# Task brief
Set down each entry from the block beneath, exactly as written.

*** Opening of Extracted records ***

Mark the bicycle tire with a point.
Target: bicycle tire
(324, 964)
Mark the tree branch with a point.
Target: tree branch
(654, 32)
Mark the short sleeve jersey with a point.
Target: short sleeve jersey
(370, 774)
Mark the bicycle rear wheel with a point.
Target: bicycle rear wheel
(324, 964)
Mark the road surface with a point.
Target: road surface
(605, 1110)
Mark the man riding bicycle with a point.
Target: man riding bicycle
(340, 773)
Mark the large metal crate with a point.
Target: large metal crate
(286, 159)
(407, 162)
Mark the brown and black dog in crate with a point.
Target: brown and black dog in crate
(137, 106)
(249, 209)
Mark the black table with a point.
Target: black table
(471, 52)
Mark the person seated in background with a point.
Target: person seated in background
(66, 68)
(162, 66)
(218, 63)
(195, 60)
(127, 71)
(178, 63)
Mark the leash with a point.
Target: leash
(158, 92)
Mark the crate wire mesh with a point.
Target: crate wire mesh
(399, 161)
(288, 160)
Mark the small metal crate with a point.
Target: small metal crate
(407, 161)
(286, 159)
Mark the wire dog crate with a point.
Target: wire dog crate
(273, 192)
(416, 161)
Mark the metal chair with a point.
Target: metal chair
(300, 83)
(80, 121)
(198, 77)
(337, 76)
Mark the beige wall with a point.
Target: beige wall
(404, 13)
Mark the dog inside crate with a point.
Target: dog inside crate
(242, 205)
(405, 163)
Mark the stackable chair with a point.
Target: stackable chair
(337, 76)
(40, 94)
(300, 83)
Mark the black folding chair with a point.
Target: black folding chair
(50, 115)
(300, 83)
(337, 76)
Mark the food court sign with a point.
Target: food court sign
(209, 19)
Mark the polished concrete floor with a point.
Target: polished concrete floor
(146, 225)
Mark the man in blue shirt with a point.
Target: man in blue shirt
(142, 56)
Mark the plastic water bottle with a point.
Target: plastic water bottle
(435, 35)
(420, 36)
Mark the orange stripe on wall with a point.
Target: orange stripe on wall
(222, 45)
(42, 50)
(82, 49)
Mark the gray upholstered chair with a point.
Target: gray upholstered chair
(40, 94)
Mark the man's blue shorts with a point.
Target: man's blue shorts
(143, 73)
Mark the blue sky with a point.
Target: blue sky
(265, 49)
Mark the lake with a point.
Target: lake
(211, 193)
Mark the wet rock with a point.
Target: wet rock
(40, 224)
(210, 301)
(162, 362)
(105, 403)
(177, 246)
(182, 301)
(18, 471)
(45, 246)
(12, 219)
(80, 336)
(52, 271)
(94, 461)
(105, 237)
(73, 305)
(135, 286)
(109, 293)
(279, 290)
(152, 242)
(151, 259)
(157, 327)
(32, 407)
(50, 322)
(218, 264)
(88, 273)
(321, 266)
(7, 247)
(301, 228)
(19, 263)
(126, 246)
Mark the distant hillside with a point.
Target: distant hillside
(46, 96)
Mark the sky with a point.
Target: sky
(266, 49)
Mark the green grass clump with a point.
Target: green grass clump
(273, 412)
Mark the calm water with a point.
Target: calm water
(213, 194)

*** Close of Extracted records ***

# Your solution
Mark the bicycle tire with a point.
Target: bicycle tire
(324, 964)
Mark the tree branch with a point.
Target: tree branch
(654, 32)
Mark the short sleeve jersey with a point.
Target: short sleeve jersey
(370, 774)
Mark the bicycle rear wheel with a point.
Target: bicycle rear wheel
(324, 964)
Mark the road surface with a point.
Target: road surface
(605, 1110)
Mark the man riding bicycle with a point.
Target: man riding bicycle
(340, 773)
Mark the large metal crate with a point.
Target: large metal crate
(286, 159)
(407, 162)
Mark the brown and black dog in crate with a point.
Target: brown and black dog in crate
(137, 106)
(249, 209)
Mark the black table with a point.
Target: black table
(471, 52)
Mark the person seated in background with a point.
Target: person seated in background
(66, 68)
(162, 66)
(218, 63)
(195, 60)
(127, 71)
(178, 63)
Mark the leash with a point.
Target: leash
(158, 92)
Mark the crate wire mesh with a point.
Target: crate wire mesh
(399, 161)
(288, 160)
Mark the small metal crate with a point.
Target: small metal crate
(407, 161)
(286, 159)
Mark the wire dog crate with a point.
Target: wire dog crate
(273, 192)
(416, 161)
Mark the metal chair with a point.
Target: metal chair
(300, 83)
(80, 121)
(198, 77)
(337, 76)
Mark the beige wall with a point.
Target: beige wall
(404, 13)
Mark the dog inside crate with a point.
Target: dog inside crate
(242, 205)
(405, 163)
Mark the stackable chair with a point.
Target: stackable chair
(337, 76)
(40, 94)
(300, 83)
Mark the black folding chair with a point.
Target: black folding chair
(50, 115)
(300, 83)
(337, 76)
Mark the food court sign with a point.
Target: food court sign
(209, 19)
Mark the polished concrete floor with a point.
Target: polished concrete floor
(146, 225)
Mark the man in blue shirt with a point.
Target: man in blue shirt
(142, 56)
Mark the plastic water bottle with a point.
Target: plastic water bottle
(435, 35)
(420, 36)
Mark the orange stripe on wall with a point.
Target: orange stripe on wall
(222, 45)
(42, 50)
(82, 49)
Mark the gray upholstered chair with a point.
Target: gray upholstered chair
(40, 94)
Mark the man's blue shorts with a point.
Target: man's blue shorts
(143, 73)
Mark the blue sky with a point.
Target: blue sky
(265, 49)
Mark the lake with a point.
Target: lake
(211, 193)
Mark the wet rock with a point.
Target: wet rock
(40, 224)
(210, 301)
(162, 362)
(105, 403)
(177, 246)
(182, 301)
(18, 471)
(45, 246)
(12, 219)
(80, 336)
(52, 271)
(94, 461)
(105, 237)
(73, 305)
(135, 286)
(109, 293)
(279, 290)
(152, 242)
(151, 259)
(157, 327)
(32, 407)
(50, 322)
(218, 264)
(88, 273)
(321, 266)
(7, 247)
(301, 228)
(19, 263)
(126, 246)
Mark the distant hillside with a point.
Target: distant hillside
(46, 96)
Mark the sky with a point.
Target: sky
(266, 49)
Mark the green grass clump with a point.
Target: green grass clump
(273, 412)
Mark the calm water with a point.
Target: calm water
(213, 194)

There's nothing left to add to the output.